* begin *

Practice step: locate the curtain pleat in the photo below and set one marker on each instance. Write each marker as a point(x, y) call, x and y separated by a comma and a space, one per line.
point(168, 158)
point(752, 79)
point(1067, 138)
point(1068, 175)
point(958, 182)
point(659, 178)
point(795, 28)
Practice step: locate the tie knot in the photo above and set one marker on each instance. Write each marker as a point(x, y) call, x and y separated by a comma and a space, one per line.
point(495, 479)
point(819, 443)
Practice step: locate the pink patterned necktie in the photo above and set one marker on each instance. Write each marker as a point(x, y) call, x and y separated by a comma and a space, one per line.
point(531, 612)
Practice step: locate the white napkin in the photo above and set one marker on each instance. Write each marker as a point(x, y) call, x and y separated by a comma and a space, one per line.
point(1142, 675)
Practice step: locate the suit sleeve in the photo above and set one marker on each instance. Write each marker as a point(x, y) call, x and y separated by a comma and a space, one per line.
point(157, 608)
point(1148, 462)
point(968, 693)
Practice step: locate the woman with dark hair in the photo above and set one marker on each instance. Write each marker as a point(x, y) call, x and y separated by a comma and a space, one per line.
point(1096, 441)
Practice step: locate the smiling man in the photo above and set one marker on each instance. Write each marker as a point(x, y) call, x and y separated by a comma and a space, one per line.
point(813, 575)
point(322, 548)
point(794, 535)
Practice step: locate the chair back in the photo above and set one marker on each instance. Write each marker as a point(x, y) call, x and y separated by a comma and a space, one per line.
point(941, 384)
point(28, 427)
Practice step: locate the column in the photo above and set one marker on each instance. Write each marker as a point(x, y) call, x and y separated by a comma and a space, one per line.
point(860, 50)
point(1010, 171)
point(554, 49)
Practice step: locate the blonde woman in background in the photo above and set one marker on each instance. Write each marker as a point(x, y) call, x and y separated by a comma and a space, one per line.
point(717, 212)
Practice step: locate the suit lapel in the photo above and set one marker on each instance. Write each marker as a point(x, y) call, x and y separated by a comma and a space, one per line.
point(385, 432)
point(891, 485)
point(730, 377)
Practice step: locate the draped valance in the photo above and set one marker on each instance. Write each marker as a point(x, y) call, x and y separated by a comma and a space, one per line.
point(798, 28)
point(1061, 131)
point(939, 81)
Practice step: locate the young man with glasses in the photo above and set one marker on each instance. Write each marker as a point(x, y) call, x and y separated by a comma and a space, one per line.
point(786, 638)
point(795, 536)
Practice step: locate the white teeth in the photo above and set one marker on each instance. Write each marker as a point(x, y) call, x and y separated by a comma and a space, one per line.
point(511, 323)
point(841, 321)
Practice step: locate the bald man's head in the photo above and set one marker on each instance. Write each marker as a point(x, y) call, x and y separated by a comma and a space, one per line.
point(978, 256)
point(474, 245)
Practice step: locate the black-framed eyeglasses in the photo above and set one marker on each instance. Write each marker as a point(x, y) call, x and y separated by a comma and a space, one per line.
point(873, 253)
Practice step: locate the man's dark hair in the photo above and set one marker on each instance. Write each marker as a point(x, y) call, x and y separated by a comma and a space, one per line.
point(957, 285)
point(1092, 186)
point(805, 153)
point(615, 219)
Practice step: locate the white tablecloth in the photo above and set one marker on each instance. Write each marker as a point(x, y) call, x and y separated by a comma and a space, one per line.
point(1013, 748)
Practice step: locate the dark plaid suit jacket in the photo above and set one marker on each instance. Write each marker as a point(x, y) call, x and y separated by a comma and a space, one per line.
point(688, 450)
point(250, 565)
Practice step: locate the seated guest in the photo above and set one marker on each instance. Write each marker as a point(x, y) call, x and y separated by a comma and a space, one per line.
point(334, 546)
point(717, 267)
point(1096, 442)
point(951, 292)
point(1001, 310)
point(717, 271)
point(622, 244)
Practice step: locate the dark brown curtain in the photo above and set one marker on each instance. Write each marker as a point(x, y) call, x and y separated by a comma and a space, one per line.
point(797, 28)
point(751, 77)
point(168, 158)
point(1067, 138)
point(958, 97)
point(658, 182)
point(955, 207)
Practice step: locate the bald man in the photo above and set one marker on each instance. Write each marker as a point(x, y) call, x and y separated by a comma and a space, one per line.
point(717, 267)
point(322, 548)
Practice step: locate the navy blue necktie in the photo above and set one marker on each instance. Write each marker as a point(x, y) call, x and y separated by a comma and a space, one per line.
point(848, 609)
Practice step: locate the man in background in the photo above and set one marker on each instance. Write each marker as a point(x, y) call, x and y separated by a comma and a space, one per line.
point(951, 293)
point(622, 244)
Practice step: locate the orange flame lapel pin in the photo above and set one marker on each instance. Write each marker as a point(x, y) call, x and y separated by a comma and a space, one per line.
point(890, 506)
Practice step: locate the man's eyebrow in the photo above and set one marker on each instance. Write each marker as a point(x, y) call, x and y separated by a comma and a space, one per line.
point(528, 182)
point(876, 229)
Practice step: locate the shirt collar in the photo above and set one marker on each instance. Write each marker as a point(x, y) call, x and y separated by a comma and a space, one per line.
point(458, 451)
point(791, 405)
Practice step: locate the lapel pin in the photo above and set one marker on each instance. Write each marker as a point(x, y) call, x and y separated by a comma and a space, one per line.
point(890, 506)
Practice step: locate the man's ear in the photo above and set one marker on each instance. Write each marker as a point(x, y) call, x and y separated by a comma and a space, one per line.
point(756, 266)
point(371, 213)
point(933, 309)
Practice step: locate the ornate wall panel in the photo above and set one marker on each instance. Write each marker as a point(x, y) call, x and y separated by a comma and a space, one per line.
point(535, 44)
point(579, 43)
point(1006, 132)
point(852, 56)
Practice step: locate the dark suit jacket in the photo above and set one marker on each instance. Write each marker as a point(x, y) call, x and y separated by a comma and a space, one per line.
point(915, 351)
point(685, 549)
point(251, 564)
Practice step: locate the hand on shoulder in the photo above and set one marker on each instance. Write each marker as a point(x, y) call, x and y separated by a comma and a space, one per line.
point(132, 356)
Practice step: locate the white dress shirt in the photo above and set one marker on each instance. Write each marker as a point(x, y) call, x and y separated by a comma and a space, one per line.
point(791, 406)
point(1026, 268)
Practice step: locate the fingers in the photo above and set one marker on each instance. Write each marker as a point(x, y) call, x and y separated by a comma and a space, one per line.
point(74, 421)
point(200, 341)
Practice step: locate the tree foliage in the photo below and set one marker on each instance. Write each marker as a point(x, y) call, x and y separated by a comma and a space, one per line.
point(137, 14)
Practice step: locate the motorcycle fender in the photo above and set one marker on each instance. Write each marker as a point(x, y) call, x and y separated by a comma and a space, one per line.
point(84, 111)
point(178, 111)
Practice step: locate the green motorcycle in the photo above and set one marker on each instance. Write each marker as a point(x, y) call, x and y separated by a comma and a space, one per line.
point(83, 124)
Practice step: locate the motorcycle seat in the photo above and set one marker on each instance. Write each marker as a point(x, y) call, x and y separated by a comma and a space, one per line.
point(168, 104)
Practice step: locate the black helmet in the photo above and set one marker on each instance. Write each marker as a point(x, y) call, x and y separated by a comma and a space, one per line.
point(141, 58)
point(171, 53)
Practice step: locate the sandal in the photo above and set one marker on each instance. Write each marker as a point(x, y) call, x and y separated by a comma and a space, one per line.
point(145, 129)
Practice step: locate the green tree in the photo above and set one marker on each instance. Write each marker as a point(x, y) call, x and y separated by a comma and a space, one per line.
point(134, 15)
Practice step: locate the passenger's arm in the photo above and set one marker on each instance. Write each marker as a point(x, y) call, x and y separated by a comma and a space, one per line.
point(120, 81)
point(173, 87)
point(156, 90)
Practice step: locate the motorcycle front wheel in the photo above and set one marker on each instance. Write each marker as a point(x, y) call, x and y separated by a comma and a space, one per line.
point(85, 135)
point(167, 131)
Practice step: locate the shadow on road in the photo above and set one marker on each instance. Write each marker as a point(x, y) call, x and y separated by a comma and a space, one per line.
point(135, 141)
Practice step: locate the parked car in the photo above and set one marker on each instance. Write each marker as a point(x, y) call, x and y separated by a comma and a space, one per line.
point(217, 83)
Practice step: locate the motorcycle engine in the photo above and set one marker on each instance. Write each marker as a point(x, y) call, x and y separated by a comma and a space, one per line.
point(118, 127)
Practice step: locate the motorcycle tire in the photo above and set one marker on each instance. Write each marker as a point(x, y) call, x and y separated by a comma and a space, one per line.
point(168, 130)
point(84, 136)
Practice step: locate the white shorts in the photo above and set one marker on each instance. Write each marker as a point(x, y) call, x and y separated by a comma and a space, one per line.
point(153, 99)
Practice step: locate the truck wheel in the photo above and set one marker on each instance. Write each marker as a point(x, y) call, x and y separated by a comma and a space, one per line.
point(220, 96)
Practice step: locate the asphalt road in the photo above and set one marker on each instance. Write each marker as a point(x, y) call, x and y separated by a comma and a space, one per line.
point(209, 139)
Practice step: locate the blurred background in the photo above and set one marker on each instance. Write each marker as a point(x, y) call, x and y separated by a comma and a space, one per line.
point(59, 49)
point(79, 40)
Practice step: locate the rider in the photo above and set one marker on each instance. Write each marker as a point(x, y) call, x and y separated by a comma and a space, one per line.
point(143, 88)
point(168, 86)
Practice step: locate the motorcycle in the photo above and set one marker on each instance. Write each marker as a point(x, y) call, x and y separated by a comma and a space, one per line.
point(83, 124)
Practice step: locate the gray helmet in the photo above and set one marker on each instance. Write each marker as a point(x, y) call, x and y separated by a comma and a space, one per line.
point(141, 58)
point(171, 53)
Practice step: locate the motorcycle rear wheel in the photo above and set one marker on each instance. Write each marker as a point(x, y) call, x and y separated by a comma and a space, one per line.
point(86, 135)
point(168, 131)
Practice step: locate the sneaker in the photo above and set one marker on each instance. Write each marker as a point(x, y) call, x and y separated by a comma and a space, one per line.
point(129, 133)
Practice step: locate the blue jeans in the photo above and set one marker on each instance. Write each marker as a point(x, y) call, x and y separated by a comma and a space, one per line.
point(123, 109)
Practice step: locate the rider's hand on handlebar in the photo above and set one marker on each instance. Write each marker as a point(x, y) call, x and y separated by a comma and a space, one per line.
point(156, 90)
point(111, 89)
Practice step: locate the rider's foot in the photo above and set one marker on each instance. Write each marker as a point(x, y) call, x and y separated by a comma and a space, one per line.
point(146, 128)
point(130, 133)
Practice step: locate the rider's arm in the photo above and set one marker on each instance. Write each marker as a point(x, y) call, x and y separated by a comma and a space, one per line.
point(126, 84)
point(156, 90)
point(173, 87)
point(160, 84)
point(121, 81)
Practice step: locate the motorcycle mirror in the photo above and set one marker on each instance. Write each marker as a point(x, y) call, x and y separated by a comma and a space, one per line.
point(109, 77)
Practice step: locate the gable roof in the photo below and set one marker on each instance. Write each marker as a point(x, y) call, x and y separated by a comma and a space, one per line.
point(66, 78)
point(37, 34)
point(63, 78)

* end *

◆ **STATED PROBLEM**
Copy out the part that opens with the line containing "Practice step: locate the man in" and closes with the line containing "point(852, 56)", putting "Drill" wherever "Practice step" appears and keeping everything else unchanged.

◆ **ANSWER FOR THE TASK**
Drill: locate the man in background in the photo above and set one marker on each instance. Write each marker as a point(x, y) call, x and y separated by a comma and a space, one per line.
point(951, 293)
point(622, 244)
Drill: locate the orange flame lapel pin in the photo above and set one marker on each instance. Write each marker as a point(x, y) call, x and y separated by a comma and a space, one per line.
point(890, 506)
Drill: locate the man's eyebrow in the photo above and set one marker on each instance. Write each marker as a point(x, y) call, x and y separated by a comma and a space, one per line.
point(528, 182)
point(876, 229)
Drill: locate the shirt collar in the photo above and set one marker on each instance. Write each marker as a point(x, y) call, x and y separated by a comma and a space, one per line.
point(458, 451)
point(791, 405)
Drill: locate the lapel pin in the photo above and set one marker on each instance. Write each marker as a point(x, y) call, x and y separated by a comma and a space, one per line.
point(890, 506)
Drill: locate the man's ear in the photo above and set one marker on each instance. Write each marker as a point(x, y) call, x and y separated by a comma and a space, one per line.
point(756, 266)
point(371, 213)
point(933, 309)
Drill: locate the ornate wall panel in the photo above and set one marker on each instance. Write each marker as a point(x, y) call, x and y separated by a comma and a space, one per line.
point(535, 44)
point(579, 43)
point(1006, 132)
point(852, 56)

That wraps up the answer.